## TASK TO COMPLETE
Please restate each entry that follows word for word.

## SUPPLIED MATERIAL

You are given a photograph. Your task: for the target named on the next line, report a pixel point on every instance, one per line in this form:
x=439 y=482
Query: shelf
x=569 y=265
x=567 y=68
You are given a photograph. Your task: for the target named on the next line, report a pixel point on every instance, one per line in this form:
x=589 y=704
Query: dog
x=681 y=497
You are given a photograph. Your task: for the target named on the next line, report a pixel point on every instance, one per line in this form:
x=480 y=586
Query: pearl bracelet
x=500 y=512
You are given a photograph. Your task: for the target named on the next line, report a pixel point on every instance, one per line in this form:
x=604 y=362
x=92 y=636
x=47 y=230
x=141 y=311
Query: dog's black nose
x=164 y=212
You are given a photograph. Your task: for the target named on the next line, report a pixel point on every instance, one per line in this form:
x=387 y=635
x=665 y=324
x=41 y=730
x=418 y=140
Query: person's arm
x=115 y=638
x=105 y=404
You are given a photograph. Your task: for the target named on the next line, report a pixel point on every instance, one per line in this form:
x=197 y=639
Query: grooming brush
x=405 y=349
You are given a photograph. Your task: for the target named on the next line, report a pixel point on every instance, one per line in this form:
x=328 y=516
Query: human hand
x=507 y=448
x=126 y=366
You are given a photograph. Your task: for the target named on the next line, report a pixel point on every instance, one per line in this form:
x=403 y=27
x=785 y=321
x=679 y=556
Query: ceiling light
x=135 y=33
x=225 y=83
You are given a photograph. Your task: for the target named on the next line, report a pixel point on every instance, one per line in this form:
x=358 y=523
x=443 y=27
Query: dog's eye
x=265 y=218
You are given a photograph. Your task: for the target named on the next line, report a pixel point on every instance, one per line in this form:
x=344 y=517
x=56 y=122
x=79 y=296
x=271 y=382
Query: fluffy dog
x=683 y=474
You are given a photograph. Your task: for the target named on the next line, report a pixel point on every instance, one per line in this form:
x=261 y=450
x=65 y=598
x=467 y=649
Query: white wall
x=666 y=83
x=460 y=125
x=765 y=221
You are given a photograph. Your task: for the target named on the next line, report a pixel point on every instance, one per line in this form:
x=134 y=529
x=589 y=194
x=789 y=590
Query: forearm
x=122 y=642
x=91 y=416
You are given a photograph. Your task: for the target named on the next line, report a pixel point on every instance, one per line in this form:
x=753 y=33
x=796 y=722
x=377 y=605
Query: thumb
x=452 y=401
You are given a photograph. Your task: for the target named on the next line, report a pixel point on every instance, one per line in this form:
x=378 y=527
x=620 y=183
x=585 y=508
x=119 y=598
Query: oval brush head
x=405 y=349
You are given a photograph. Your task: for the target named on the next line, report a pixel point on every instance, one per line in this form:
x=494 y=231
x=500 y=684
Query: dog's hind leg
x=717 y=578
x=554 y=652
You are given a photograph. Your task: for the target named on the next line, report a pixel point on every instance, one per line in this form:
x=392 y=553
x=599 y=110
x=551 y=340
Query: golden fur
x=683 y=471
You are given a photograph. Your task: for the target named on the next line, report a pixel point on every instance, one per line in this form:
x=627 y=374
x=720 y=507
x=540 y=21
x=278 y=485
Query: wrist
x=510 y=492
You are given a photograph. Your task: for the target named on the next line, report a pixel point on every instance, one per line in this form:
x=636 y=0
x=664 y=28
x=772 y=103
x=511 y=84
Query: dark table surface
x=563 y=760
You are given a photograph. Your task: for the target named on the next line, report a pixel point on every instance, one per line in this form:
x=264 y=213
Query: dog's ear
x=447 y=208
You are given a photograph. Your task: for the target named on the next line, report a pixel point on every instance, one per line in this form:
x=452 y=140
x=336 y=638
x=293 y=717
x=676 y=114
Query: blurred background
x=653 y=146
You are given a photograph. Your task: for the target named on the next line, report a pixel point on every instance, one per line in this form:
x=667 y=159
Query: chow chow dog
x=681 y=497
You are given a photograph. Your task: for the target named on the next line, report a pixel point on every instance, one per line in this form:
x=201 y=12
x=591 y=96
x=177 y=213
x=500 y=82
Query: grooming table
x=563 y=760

## EXERCISE RESULT
You are given a photograph. Your task: for the target named on the next line, report a pixel point on every instance, one per line in this form:
x=439 y=482
Query: shelf
x=569 y=265
x=567 y=68
You are given a photograph. Your task: for the target named on the next line, report a pixel point on every instance, one per line in this form:
x=589 y=704
Query: dog
x=681 y=497
You are given a photograph. Your task: for the target named on the next line, report a pixel point on every instance, one per line in this form:
x=480 y=586
Query: pearl bracelet
x=500 y=512
You are given a photograph. Your task: for the target named on the next line, report a pixel point on every instance, one per line in this form:
x=604 y=362
x=92 y=636
x=47 y=230
x=141 y=311
Query: dog's black nose
x=164 y=212
You are given a photograph. Your task: for the target named on the next line, report a pixel point on every instance, one per line in this form:
x=387 y=635
x=665 y=324
x=41 y=730
x=418 y=140
Query: person's arm
x=115 y=638
x=105 y=404
You are given a photograph. Your task: for the target named on the next line, report a pixel point on every instance, one per line in this form:
x=197 y=639
Query: grooming brush
x=405 y=349
You are given a photograph. Your task: for the target named on the next line, report a pixel point on every instance, one per line in this form:
x=328 y=516
Query: human hand
x=507 y=448
x=126 y=366
You are given a photograph. Your task: for the target named on the next line, report a pixel point on every instance, one per line in this form:
x=403 y=27
x=785 y=321
x=679 y=556
Query: ceiling light
x=135 y=33
x=225 y=83
You are given a photograph. Your task: for the target named on the next line, report a pixel point on every instance, one per line in this form:
x=358 y=523
x=443 y=27
Query: dog's eye
x=265 y=218
You are given a photograph. Your task: for the target named on the next line, report a pixel point on every instance, one per line in this form:
x=344 y=517
x=56 y=122
x=79 y=296
x=271 y=382
Query: fluffy dog
x=683 y=474
You are given a photograph. Your task: for the target named on the next line, report a pixel point on every instance, one per line in this form:
x=261 y=450
x=65 y=598
x=467 y=649
Query: white wall
x=666 y=83
x=460 y=125
x=765 y=221
You are given a photograph. Your task: for the target named on the next line, report a pixel point on every instance, one per line in this form:
x=134 y=529
x=589 y=194
x=789 y=590
Query: forearm
x=122 y=642
x=91 y=416
You are given a photograph. Your task: for the target named on the next line, report a pixel point on every instance, one per line in this form:
x=753 y=33
x=796 y=722
x=377 y=605
Query: thumb
x=452 y=401
You are given a photograph. Your task: for the target named on the next line, report a pixel point on every instance, one per line in this form:
x=378 y=527
x=620 y=183
x=585 y=508
x=119 y=598
Query: oval brush head
x=405 y=349
You are given a photograph. Your task: for the target named on the next line, report a pixel point on every instance, one per line in this form:
x=494 y=231
x=500 y=684
Query: dog's hind leg
x=717 y=578
x=554 y=652
You are given a photograph. Your task: for the target named on the next line, report a pixel point on every instance, one per line in this form:
x=392 y=553
x=599 y=110
x=551 y=340
Query: golden fur
x=683 y=471
You are given a photograph. Your task: for the target named on the next line, report a pixel point on every instance, one per line in this form:
x=627 y=374
x=720 y=507
x=540 y=21
x=278 y=485
Query: wrist
x=510 y=492
You are given a photograph. Your task: for the target named on the next line, report a pixel point on every instance, one per line in this form:
x=636 y=0
x=664 y=28
x=772 y=103
x=511 y=84
Query: dark table surface
x=563 y=760
You are given a photograph. Your task: for the target named on the next line, report a pixel point on every instance, one per line in this form:
x=264 y=213
Query: dog's ear
x=447 y=208
You are given a photograph. Your task: for the target named on the next line, report a pixel point on every instance, one per line in this form:
x=452 y=140
x=336 y=638
x=293 y=717
x=676 y=114
Query: blurred background
x=653 y=146
You are given a photograph. Your task: for the target named on the next line, report a pixel point on every instance, one per line in this form:
x=667 y=159
Query: chow chow dog
x=681 y=497
You are given a photograph. Your task: for the target named on the next line, report a pixel point on every instance, one per line in this form:
x=201 y=12
x=591 y=96
x=177 y=213
x=500 y=82
Query: grooming table
x=563 y=760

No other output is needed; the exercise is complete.